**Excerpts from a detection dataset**
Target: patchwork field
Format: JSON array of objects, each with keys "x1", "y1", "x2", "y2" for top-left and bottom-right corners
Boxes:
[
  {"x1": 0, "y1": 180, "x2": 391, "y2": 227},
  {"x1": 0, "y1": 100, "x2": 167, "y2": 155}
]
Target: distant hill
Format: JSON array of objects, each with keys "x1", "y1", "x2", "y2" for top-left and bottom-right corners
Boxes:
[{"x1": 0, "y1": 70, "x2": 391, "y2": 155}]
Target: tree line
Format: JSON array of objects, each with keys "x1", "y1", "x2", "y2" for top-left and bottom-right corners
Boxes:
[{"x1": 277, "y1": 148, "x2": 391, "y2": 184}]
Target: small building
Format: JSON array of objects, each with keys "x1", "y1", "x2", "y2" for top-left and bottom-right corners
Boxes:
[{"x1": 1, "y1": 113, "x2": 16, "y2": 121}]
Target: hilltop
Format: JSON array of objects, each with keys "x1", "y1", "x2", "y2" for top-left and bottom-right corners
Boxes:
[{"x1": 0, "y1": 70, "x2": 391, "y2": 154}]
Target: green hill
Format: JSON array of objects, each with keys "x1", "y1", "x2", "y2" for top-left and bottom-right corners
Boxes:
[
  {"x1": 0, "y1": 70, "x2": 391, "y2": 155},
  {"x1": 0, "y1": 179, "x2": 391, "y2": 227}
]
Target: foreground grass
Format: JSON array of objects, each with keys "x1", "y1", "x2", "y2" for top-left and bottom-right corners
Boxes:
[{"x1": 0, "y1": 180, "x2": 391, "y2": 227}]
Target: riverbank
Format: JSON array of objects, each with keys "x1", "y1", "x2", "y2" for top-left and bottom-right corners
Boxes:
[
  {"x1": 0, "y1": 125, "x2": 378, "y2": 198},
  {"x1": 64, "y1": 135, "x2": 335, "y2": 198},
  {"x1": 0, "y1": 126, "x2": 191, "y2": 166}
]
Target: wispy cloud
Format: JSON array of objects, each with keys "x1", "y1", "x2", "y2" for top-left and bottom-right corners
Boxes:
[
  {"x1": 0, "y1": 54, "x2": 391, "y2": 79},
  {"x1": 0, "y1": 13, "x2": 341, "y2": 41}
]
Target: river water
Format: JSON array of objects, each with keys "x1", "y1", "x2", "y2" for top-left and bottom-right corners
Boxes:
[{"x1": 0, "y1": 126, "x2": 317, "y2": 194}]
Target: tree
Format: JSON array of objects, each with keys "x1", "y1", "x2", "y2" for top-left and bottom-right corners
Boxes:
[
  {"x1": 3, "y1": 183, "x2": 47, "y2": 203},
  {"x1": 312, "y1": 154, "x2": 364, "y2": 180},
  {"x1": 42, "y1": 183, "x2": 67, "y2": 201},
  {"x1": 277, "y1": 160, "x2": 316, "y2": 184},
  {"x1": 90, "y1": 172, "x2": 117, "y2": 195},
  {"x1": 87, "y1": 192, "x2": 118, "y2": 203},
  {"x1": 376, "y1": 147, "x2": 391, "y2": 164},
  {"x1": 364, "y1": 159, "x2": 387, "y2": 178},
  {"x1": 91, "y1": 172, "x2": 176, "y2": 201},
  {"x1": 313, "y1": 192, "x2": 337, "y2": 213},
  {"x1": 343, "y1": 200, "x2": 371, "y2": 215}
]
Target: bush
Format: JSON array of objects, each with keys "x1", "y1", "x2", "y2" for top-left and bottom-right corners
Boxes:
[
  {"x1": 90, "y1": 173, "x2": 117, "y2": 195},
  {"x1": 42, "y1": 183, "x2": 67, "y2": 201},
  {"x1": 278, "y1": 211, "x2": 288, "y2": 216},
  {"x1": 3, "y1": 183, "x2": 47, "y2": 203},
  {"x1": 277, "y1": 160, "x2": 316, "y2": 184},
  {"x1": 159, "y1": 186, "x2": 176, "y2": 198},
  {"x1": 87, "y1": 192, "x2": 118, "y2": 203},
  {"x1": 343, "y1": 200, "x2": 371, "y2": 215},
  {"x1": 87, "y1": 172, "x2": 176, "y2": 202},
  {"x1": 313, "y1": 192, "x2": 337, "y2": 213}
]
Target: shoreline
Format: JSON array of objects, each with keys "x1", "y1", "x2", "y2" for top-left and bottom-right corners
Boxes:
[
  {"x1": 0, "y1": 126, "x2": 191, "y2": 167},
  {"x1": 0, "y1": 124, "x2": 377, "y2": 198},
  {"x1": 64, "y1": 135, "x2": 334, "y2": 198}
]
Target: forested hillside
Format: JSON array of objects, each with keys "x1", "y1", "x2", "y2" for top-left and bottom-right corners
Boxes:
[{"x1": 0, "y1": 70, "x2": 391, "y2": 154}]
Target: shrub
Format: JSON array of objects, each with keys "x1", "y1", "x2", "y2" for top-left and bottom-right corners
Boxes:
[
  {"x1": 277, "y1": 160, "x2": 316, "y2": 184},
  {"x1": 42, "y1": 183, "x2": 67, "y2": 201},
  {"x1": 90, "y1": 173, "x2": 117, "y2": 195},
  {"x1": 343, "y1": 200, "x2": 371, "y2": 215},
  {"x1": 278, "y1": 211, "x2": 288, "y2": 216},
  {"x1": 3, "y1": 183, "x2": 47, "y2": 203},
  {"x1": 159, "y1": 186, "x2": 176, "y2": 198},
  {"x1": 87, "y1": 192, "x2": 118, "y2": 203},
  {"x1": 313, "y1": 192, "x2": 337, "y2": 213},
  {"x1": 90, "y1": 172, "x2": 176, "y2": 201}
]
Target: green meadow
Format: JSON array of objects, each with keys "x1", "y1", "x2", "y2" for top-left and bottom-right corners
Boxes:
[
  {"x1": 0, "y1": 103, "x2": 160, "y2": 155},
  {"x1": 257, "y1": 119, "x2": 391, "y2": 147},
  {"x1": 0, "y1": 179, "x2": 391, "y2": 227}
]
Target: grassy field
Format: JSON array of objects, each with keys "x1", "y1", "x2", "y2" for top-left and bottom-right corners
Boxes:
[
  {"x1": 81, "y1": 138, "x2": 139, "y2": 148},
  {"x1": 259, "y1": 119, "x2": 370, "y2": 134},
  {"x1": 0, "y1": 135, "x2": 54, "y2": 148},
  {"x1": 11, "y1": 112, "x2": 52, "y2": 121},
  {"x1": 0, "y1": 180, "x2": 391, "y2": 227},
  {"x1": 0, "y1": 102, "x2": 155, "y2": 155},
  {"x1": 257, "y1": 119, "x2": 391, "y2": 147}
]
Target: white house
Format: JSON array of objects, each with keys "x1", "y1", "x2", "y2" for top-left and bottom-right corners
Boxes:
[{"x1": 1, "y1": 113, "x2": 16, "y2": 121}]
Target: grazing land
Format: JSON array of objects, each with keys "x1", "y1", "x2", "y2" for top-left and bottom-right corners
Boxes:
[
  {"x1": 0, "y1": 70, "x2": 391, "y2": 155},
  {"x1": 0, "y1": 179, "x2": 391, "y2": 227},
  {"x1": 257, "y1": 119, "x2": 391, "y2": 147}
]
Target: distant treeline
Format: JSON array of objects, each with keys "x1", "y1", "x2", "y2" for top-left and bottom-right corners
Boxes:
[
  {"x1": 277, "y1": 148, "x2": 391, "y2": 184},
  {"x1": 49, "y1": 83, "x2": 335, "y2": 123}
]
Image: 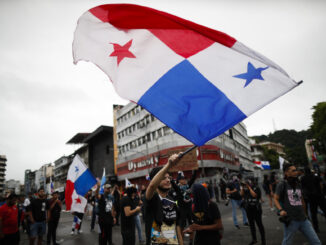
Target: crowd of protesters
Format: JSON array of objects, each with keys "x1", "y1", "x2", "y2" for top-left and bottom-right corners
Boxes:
[
  {"x1": 0, "y1": 188, "x2": 62, "y2": 245},
  {"x1": 0, "y1": 154, "x2": 326, "y2": 245}
]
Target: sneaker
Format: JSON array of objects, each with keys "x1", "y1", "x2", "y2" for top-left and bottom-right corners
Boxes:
[{"x1": 249, "y1": 241, "x2": 257, "y2": 245}]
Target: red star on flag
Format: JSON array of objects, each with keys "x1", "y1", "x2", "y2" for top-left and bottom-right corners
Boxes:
[
  {"x1": 110, "y1": 39, "x2": 136, "y2": 65},
  {"x1": 75, "y1": 197, "x2": 81, "y2": 204}
]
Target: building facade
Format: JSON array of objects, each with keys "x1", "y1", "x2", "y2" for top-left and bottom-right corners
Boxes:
[
  {"x1": 53, "y1": 156, "x2": 73, "y2": 193},
  {"x1": 0, "y1": 155, "x2": 7, "y2": 194},
  {"x1": 114, "y1": 103, "x2": 254, "y2": 184},
  {"x1": 5, "y1": 179, "x2": 21, "y2": 195},
  {"x1": 83, "y1": 126, "x2": 115, "y2": 178}
]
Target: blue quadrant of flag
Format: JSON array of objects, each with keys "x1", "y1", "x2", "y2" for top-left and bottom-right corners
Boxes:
[{"x1": 138, "y1": 60, "x2": 246, "y2": 146}]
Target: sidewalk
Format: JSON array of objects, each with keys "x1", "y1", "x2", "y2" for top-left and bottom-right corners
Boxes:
[{"x1": 20, "y1": 198, "x2": 326, "y2": 245}]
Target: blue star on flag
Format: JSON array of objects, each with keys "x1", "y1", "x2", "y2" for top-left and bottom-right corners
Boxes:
[{"x1": 233, "y1": 62, "x2": 269, "y2": 88}]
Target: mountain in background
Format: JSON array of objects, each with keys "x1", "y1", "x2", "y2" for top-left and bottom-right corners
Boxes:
[{"x1": 251, "y1": 129, "x2": 313, "y2": 166}]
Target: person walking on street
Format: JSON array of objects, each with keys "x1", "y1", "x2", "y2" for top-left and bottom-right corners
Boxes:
[
  {"x1": 112, "y1": 184, "x2": 121, "y2": 225},
  {"x1": 145, "y1": 154, "x2": 183, "y2": 245},
  {"x1": 47, "y1": 191, "x2": 62, "y2": 245},
  {"x1": 26, "y1": 188, "x2": 48, "y2": 245},
  {"x1": 226, "y1": 174, "x2": 249, "y2": 229},
  {"x1": 274, "y1": 163, "x2": 321, "y2": 245},
  {"x1": 98, "y1": 184, "x2": 116, "y2": 245},
  {"x1": 120, "y1": 187, "x2": 141, "y2": 245},
  {"x1": 133, "y1": 191, "x2": 144, "y2": 244},
  {"x1": 184, "y1": 184, "x2": 223, "y2": 245},
  {"x1": 240, "y1": 177, "x2": 266, "y2": 245},
  {"x1": 213, "y1": 180, "x2": 220, "y2": 203},
  {"x1": 219, "y1": 174, "x2": 228, "y2": 200},
  {"x1": 70, "y1": 212, "x2": 86, "y2": 235},
  {"x1": 301, "y1": 166, "x2": 326, "y2": 233},
  {"x1": 0, "y1": 194, "x2": 20, "y2": 245},
  {"x1": 263, "y1": 174, "x2": 274, "y2": 211}
]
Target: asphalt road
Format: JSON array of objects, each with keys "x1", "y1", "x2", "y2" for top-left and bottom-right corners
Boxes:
[{"x1": 20, "y1": 198, "x2": 326, "y2": 245}]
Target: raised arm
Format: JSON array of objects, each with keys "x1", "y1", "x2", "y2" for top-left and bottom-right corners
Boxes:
[{"x1": 146, "y1": 154, "x2": 180, "y2": 200}]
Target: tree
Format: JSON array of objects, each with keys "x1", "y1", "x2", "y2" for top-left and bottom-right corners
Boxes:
[
  {"x1": 310, "y1": 102, "x2": 326, "y2": 154},
  {"x1": 262, "y1": 146, "x2": 280, "y2": 169},
  {"x1": 252, "y1": 129, "x2": 312, "y2": 165}
]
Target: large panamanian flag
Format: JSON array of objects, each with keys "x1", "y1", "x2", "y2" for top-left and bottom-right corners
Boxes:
[
  {"x1": 65, "y1": 154, "x2": 97, "y2": 213},
  {"x1": 73, "y1": 4, "x2": 298, "y2": 146}
]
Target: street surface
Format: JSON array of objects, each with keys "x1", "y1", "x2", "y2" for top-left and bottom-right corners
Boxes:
[{"x1": 20, "y1": 198, "x2": 326, "y2": 245}]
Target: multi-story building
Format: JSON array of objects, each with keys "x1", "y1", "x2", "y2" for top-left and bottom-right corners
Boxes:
[
  {"x1": 0, "y1": 155, "x2": 7, "y2": 194},
  {"x1": 24, "y1": 169, "x2": 37, "y2": 195},
  {"x1": 5, "y1": 179, "x2": 21, "y2": 195},
  {"x1": 53, "y1": 155, "x2": 73, "y2": 193},
  {"x1": 67, "y1": 125, "x2": 115, "y2": 179},
  {"x1": 114, "y1": 103, "x2": 253, "y2": 184},
  {"x1": 259, "y1": 141, "x2": 285, "y2": 156}
]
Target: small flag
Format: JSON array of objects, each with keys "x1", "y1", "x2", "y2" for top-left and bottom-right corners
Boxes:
[
  {"x1": 125, "y1": 178, "x2": 134, "y2": 188},
  {"x1": 278, "y1": 156, "x2": 285, "y2": 170},
  {"x1": 100, "y1": 168, "x2": 106, "y2": 194},
  {"x1": 254, "y1": 161, "x2": 264, "y2": 169},
  {"x1": 65, "y1": 155, "x2": 97, "y2": 213},
  {"x1": 261, "y1": 161, "x2": 271, "y2": 169},
  {"x1": 50, "y1": 177, "x2": 54, "y2": 194}
]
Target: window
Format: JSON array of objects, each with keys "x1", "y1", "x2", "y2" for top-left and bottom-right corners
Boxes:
[
  {"x1": 146, "y1": 133, "x2": 151, "y2": 142},
  {"x1": 163, "y1": 127, "x2": 171, "y2": 135},
  {"x1": 157, "y1": 129, "x2": 162, "y2": 137}
]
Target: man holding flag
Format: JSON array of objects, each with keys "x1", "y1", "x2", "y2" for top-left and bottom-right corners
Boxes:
[
  {"x1": 65, "y1": 155, "x2": 97, "y2": 235},
  {"x1": 98, "y1": 183, "x2": 116, "y2": 245},
  {"x1": 73, "y1": 4, "x2": 300, "y2": 151}
]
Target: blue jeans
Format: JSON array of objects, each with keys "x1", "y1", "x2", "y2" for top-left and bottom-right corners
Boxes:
[
  {"x1": 231, "y1": 199, "x2": 248, "y2": 225},
  {"x1": 134, "y1": 214, "x2": 143, "y2": 242},
  {"x1": 282, "y1": 219, "x2": 321, "y2": 245}
]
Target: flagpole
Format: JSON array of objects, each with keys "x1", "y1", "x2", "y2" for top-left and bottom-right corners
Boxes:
[{"x1": 178, "y1": 145, "x2": 197, "y2": 159}]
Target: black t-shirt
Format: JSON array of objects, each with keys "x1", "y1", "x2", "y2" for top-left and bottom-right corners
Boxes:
[
  {"x1": 98, "y1": 194, "x2": 114, "y2": 225},
  {"x1": 145, "y1": 193, "x2": 180, "y2": 244},
  {"x1": 47, "y1": 199, "x2": 61, "y2": 220},
  {"x1": 263, "y1": 180, "x2": 271, "y2": 195},
  {"x1": 244, "y1": 186, "x2": 261, "y2": 208},
  {"x1": 192, "y1": 202, "x2": 221, "y2": 245},
  {"x1": 301, "y1": 174, "x2": 322, "y2": 198},
  {"x1": 226, "y1": 182, "x2": 241, "y2": 200},
  {"x1": 275, "y1": 180, "x2": 306, "y2": 221},
  {"x1": 120, "y1": 196, "x2": 135, "y2": 232},
  {"x1": 27, "y1": 198, "x2": 49, "y2": 222}
]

**Set exercise**
Count the lines in the records above that contain the word "small", and reply with the number only.

**Solved exercise**
2